■ **Excerpts from a dataset**:
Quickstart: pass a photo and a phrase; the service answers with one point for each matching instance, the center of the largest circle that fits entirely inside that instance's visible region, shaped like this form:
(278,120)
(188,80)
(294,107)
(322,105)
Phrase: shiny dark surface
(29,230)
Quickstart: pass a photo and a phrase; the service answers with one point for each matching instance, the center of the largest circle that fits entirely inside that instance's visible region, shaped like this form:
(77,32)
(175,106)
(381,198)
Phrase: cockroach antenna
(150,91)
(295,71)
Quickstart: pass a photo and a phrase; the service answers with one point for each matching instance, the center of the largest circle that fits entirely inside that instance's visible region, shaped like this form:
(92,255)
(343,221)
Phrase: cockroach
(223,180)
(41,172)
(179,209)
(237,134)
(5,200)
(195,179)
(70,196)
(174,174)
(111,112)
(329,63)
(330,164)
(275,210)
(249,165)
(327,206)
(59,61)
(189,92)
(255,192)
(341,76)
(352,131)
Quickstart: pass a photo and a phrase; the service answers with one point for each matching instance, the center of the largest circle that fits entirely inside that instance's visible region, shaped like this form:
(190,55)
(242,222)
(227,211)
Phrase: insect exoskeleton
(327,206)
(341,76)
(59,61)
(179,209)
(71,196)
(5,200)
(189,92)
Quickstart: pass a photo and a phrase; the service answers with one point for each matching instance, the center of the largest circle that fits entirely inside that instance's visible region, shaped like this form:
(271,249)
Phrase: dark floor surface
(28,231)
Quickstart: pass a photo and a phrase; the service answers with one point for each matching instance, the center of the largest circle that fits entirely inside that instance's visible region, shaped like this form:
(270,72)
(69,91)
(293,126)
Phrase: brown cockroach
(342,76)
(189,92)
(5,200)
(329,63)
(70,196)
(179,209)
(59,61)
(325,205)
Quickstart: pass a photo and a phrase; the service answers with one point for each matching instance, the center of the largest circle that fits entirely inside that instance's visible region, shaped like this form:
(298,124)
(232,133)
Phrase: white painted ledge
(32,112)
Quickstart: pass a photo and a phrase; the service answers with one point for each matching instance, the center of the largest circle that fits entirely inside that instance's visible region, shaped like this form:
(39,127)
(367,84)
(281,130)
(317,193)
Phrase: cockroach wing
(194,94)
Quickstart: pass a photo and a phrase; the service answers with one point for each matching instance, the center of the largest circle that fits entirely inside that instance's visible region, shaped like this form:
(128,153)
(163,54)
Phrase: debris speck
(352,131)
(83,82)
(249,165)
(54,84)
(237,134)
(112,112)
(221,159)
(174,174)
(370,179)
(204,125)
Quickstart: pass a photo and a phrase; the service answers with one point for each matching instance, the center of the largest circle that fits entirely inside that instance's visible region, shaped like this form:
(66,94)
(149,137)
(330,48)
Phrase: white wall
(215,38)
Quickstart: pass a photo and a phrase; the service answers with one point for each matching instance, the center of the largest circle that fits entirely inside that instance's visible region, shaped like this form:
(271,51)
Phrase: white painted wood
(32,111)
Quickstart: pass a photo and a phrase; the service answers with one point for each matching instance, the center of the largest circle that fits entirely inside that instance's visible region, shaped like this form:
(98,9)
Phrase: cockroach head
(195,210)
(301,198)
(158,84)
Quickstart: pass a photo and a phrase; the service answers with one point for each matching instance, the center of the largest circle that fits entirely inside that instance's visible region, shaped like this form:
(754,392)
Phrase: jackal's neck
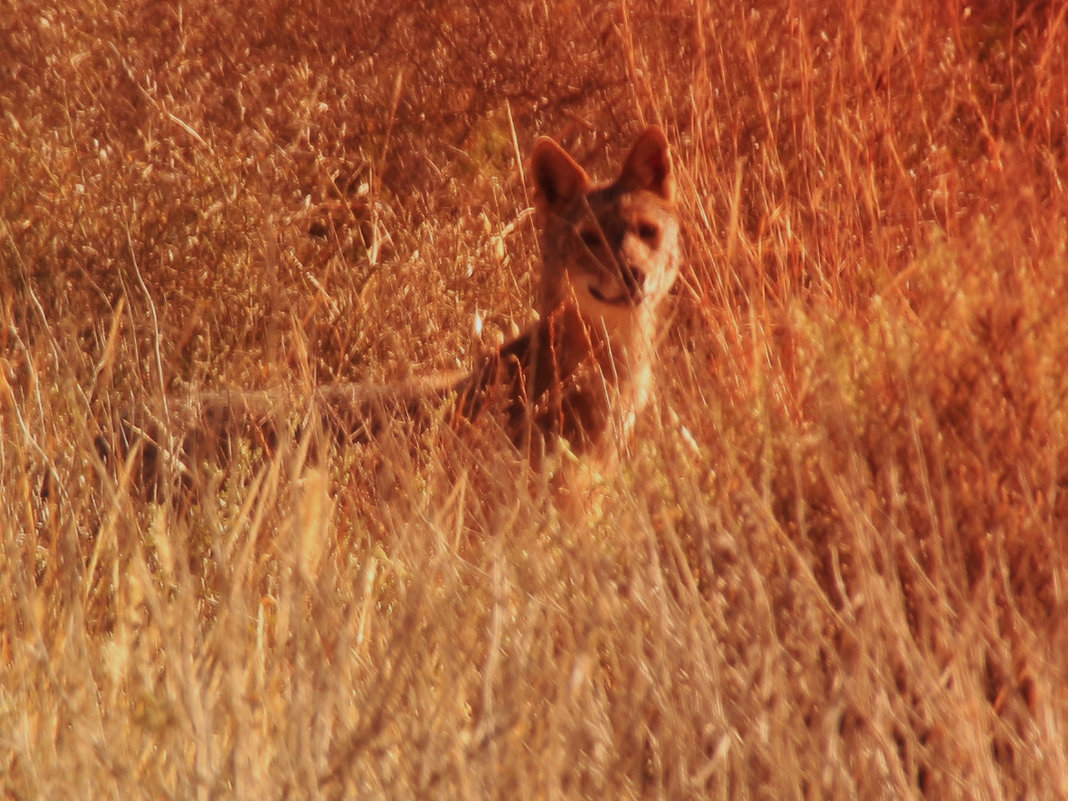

■ **Task to carry out**:
Set the records down again exactly, and omit any picture in them.

■ **Task output**:
Quickstart: pass a photo and a phrase; the service answers with one point for each matching instance, the center of the largest circle that fits entirely inside that instance's visible region, shaped like this form:
(278,120)
(188,80)
(294,107)
(322,105)
Phrase: shiny dark surface
(29,230)
Quickstart: pass a photo and a phrase; the service answers with one point for each matching instance, the center of the largest circle that fits entirely inside that instance's visible region, shaped like this form:
(77,32)
(175,106)
(381,198)
Phrase: cockroach antenna
(150,91)
(295,71)
Quickstart: pass a photo and a phrase; the service answers with one point for each matching instance, the center of the largest circle that fits entirely inside that instance's visible region, shaped like this form:
(92,255)
(343,221)
Phrase: cockroach
(223,180)
(41,172)
(179,209)
(237,134)
(5,200)
(195,179)
(70,196)
(174,174)
(111,112)
(329,63)
(330,164)
(275,210)
(249,165)
(327,206)
(59,61)
(189,92)
(255,192)
(341,76)
(352,131)
Quickstart: pass a photo and a phrase; the service answers with one point for each matching instance, the center of the largest circle that fits entirely inside that instance's visible region, shaped like this form:
(190,55)
(242,222)
(227,211)
Phrase: insect exoskeleton
(327,206)
(341,76)
(59,61)
(179,209)
(71,196)
(5,200)
(189,92)
Quickstart: pass a photo and a phrase; the service answers with one point for each matching instance, the center of the largest circle that fits entirely inside that instance's visible region, shaped like this form:
(271,249)
Phrase: dark floor surface
(28,231)
Quickstart: pass a photo and a phrase; the service answers with one point for each matching instance, the center of the largest circle that fits entirely inside that instance's visible region, shaped like this form:
(270,72)
(69,91)
(293,126)
Phrase: brown cockroach
(342,76)
(189,92)
(5,200)
(329,63)
(70,196)
(179,209)
(59,61)
(325,205)
Quickstart: pass a photo and a phrase; the service answers with one point for each matching instance, the center of the largest circle that fits entirely inside that instance's visible region, shaped like this form:
(298,124)
(232,133)
Phrase: white painted ledge
(32,112)
Quickstart: pass a photo and a phrase; the service answers with one point for each matching instance, the center of the largest circle that fits entirely inside that instance's visible region, shaped like this form:
(39,127)
(367,84)
(281,130)
(317,193)
Phrase: cockroach wing
(194,94)
Quickstart: pass a photo and a phrase; the service answers with one point for each matching instance, the center of the largest circle that fits entirely inside that instance's visible region, shaped like this form:
(128,153)
(163,54)
Phrase: debris speck
(352,131)
(83,82)
(249,165)
(54,84)
(237,134)
(112,112)
(221,159)
(174,174)
(370,179)
(204,125)
Quickstart: pass a photo and a phrase; the service answers with one point for each matching instance, the center of the largest circle that fits entirely inside that instance's visible region, shaped like this form:
(66,94)
(149,137)
(330,48)
Phrase: white wall
(215,38)
Quickstart: pass a photo and a phrase; the service answers with one point for each matching instance, the center of the largest circle that fits entirely inside that instance's visible region, shaped like this form:
(271,51)
Phrase: white painted wood
(32,111)
Quickstart: pass a photo and a phrase; the service answers with one point for each matching instance, the center of the largest circle that fits entirely inside that instance's visible region, shaped like this form:
(98,9)
Phrase: cockroach head
(195,210)
(301,198)
(158,84)
Quickstart: pass a photo and a phrase; the service answers with one point for each matching instance, the center of the largest circle that fits entirely inside that instance's visible region, shaped like this form:
(754,392)
Phrase: jackal's neck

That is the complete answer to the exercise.